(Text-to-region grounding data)
::::::

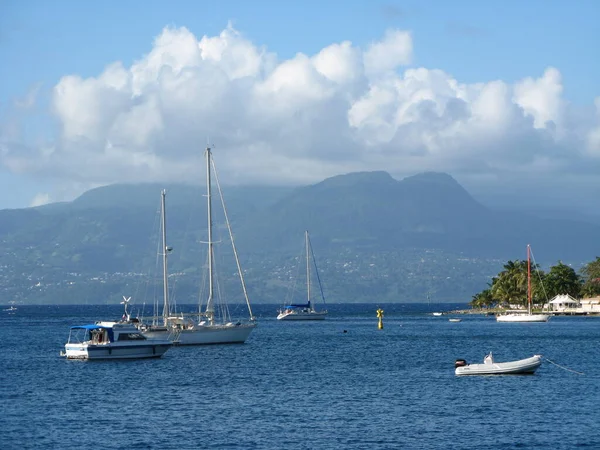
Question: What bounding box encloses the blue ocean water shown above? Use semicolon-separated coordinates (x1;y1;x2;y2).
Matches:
1;303;599;449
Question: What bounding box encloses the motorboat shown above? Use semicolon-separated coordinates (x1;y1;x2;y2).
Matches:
62;321;172;360
455;352;542;376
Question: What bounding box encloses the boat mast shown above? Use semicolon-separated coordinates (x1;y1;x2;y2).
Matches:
205;146;215;323
527;244;532;315
305;230;311;310
161;189;170;326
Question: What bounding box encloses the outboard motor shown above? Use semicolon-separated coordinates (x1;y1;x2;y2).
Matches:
455;359;468;368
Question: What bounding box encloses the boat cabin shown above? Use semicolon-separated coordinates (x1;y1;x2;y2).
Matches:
67;323;148;345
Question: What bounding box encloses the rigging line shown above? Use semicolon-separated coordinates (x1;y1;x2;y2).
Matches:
529;247;550;310
210;157;254;320
286;240;304;305
307;234;327;306
544;357;585;375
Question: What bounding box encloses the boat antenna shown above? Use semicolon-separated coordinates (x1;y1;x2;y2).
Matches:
120;296;131;321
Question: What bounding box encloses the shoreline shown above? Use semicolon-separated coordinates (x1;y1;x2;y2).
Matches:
449;308;600;316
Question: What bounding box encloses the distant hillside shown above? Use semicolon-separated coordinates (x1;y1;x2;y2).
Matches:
1;173;598;305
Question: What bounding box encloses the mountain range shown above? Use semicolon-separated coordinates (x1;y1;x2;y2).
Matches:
1;171;598;305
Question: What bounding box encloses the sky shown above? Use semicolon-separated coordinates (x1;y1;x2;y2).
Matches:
0;0;599;211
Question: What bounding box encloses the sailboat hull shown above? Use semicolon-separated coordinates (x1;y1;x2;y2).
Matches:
277;311;327;320
496;314;549;322
143;323;256;345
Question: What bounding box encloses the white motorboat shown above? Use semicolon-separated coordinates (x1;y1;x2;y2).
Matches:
63;321;172;360
455;352;542;376
496;245;549;323
277;231;328;321
139;146;256;344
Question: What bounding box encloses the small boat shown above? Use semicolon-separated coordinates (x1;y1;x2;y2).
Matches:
432;312;443;317
63;322;172;360
3;306;17;312
277;231;328;321
449;318;461;322
63;301;172;360
496;245;549;323
455;352;542;376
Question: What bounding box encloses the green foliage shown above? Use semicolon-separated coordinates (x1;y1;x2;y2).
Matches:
469;288;494;308
580;257;600;297
543;262;581;298
473;259;591;308
490;260;532;307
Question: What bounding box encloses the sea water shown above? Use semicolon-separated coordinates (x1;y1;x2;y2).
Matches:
1;303;599;449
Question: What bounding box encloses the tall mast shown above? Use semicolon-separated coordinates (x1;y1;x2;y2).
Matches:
527;244;532;315
306;230;311;308
205;146;215;322
161;189;169;325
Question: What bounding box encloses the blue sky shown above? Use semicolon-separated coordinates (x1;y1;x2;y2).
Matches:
0;0;599;210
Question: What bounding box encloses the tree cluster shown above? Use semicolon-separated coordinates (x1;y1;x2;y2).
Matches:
469;257;600;309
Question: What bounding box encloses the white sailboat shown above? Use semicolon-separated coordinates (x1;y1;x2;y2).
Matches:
496;244;549;323
427;292;443;316
141;146;256;344
277;231;328;321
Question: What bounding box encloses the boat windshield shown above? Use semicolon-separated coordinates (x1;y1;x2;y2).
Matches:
68;325;114;343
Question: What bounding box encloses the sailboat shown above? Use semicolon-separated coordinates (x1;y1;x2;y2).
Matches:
428;293;443;316
496;244;549;323
277;231;328;321
140;147;256;344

::::::

Task requirements:
Exactly as they stand, the entries must be written out again, pictures excluded.

Output:
Question: What bounding box encloses the blue ocean water shown above? Use semicolon-separated coordinates (x1;y1;x2;y2).
Matches:
1;303;599;449
Question: What bounding box encloses the motorboat shown above? Use semicolon-separated coordinates (x1;y1;x2;y2).
Matches:
62;321;172;360
455;352;542;376
Question: What bounding box encloses the boat mast shown above? Use semicolon-separated coordinates (x1;y1;x2;y2).
Matches:
205;146;215;323
527;244;532;315
305;230;311;310
161;189;170;326
Question: What bounding box encloses the outboard motor shown above? Use semicolon-separated coordinates (x1;y1;x2;y2).
Matches:
455;359;468;368
Question: What bounding box encloses the boat cabin shown above? Use semicolon-separated coordinates (x1;y1;x2;y2).
Matches:
67;323;148;345
Question: What bounding box encloses the rigging line shown above? Use semicolon-separated coordinates (x1;y1;x2;y2).
Matches:
529;247;550;310
210;157;254;320
286;240;304;305
307;234;327;306
544;357;585;375
Question: What bounding box encloses the boat antenna shown above? Use semicolon-separated coordinates (x1;y1;x2;y2).
Matches:
120;296;131;321
Question: What bounding box encloses the shoreline shown above? Use semicolon-separated coordinates (x1;y1;x2;y2).
Matches:
449;308;600;316
Question: What bounding box encloses the distant hillside shown above? Use semicolon-separated coordinates (x1;y1;x2;y2).
Matches:
1;173;598;305
Question: What bounding box encloses the mountain range shown above? Use semicolon-separated coordinates (x1;y1;x2;y2).
Matches:
1;171;598;305
Question: What bounding box encloses the sky shown above? Use semicolon-separated coordinates (x1;y1;x2;y2).
Matches:
0;0;599;211
Question: What bounding box encloses the sailboat hull shown above? Use semicolon-separated coordinates (x1;y1;x2;y2).
Matches:
277;311;327;320
496;314;549;322
143;323;256;345
Question: What bounding box encloses the white motorboat shown above? Use semicolon-separated coordinates (x1;y1;x2;y2).
Matches:
63;321;172;360
455;352;542;376
496;245;549;323
277;231;328;321
139;146;256;344
Question: What bounding box encloses the small boat shown above? Use semicolon-separated coordinates (x1;y1;x2;y2).
Matches:
432;312;443;317
63;322;172;360
3;306;17;312
277;231;328;321
449;318;461;322
63;301;172;360
496;245;549;323
455;352;542;376
Question: What bounding box encloses the green foliage shown above? Use semicolon-separated coordinates (x1;y1;x2;y2).
Matches:
469;288;494;308
580;257;600;297
543;262;581;298
473;259;591;308
490;260;532;307
Question: What bounding box encloses the sea water shown above? Use semicolon-separated coordinates (x1;y1;x2;y2).
Matches:
1;303;599;449
Question: What bounding box encloses the tall mast shown above? Use semicolon-separated coordinates (x1;y1;x2;y2).
Matches:
527;244;532;315
306;230;311;308
205;146;215;322
161;189;169;325
Question: What bounding box encloses the blue sky shown above? Use semicolon-separated coordinates (x1;y1;x2;y2).
Matches:
0;0;599;210
Question: What bounding box encloses the tree cluster shown above? Use semicolon-separated coordinates (x1;y1;x2;y2).
Matches:
469;257;600;309
Question: What bounding box encloses the white sailboat shown above? Use semicolon-separated coordinates (x1;y1;x2;y2).
Matches:
496;244;549;323
427;292;443;316
141;146;256;344
277;231;328;321
Question: What bounding box encloses the boat windshield shown above? Use semicolon-separated coordinates (x1;y1;x2;y2).
Matches:
68;325;114;343
Question: What bounding box encloses the sailboat shown above? Use semicolon-separated coordinates (x1;y1;x2;y2).
Matches:
428;293;443;316
496;244;549;323
277;231;328;321
140;147;256;344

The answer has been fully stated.